Region segmentation data:

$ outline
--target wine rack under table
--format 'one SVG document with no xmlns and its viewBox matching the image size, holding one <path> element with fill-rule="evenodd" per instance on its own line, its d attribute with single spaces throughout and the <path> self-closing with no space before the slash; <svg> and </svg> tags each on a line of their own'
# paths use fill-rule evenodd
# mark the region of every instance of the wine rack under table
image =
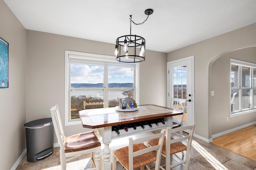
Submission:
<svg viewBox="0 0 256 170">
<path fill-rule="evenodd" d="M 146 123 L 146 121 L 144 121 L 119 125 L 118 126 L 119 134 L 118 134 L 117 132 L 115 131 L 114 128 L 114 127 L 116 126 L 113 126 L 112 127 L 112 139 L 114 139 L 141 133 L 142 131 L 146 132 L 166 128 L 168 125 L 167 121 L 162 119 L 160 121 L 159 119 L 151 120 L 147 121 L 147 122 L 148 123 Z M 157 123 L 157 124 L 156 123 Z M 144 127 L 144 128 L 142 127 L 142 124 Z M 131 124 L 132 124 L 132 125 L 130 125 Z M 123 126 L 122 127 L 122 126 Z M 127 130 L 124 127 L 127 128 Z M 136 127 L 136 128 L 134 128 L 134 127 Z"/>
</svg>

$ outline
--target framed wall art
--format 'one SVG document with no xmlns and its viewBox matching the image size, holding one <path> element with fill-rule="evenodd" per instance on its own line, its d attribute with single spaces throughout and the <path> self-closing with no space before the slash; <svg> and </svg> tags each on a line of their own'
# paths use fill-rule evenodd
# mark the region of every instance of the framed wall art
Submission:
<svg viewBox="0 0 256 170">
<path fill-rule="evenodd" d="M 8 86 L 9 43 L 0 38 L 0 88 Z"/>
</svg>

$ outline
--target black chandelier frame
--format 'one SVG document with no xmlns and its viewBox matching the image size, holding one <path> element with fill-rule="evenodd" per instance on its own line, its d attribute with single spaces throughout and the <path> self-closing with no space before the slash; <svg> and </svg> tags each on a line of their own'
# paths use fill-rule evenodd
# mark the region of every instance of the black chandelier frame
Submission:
---
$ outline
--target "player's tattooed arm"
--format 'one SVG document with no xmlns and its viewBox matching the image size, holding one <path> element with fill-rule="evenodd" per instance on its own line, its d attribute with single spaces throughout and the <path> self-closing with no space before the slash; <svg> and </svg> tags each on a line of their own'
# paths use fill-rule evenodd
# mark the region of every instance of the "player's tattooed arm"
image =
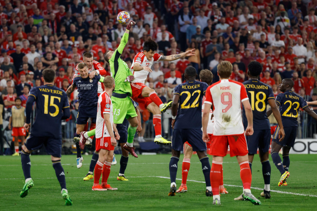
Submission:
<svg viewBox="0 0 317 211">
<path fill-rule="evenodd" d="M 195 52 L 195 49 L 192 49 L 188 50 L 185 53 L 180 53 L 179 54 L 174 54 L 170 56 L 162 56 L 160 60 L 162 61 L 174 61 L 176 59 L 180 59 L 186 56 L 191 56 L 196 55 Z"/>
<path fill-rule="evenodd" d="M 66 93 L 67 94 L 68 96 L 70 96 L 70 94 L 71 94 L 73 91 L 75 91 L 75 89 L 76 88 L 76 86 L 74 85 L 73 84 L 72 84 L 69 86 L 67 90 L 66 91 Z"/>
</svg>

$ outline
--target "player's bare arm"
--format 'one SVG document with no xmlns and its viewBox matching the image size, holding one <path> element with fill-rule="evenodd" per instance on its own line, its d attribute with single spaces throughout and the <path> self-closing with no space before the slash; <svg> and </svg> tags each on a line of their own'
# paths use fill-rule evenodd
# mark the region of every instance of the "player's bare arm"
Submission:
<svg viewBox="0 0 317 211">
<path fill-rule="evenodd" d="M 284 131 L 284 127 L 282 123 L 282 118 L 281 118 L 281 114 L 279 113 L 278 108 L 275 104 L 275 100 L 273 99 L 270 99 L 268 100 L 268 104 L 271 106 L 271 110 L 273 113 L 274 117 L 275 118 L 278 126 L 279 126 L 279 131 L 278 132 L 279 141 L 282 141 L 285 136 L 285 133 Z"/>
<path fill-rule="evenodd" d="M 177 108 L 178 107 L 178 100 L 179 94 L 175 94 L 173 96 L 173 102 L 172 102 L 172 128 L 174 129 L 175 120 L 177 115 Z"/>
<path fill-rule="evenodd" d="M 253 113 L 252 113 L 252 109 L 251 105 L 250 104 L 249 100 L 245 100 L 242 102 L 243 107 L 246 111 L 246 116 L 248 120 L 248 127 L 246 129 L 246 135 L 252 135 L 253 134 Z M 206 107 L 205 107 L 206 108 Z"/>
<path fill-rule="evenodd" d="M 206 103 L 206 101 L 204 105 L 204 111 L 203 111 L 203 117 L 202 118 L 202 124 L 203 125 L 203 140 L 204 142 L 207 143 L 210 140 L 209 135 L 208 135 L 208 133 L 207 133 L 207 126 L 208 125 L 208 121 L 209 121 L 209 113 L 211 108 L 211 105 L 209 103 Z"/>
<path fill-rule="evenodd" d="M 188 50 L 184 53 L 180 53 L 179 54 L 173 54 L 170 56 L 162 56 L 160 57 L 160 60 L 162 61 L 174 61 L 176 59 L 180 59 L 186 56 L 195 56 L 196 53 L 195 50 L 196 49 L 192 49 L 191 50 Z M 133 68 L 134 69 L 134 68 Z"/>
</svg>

Exercise requirements »
Count how many lines in the entries above contain the word "wine". Reply with the number only.

Response to the exercise »
2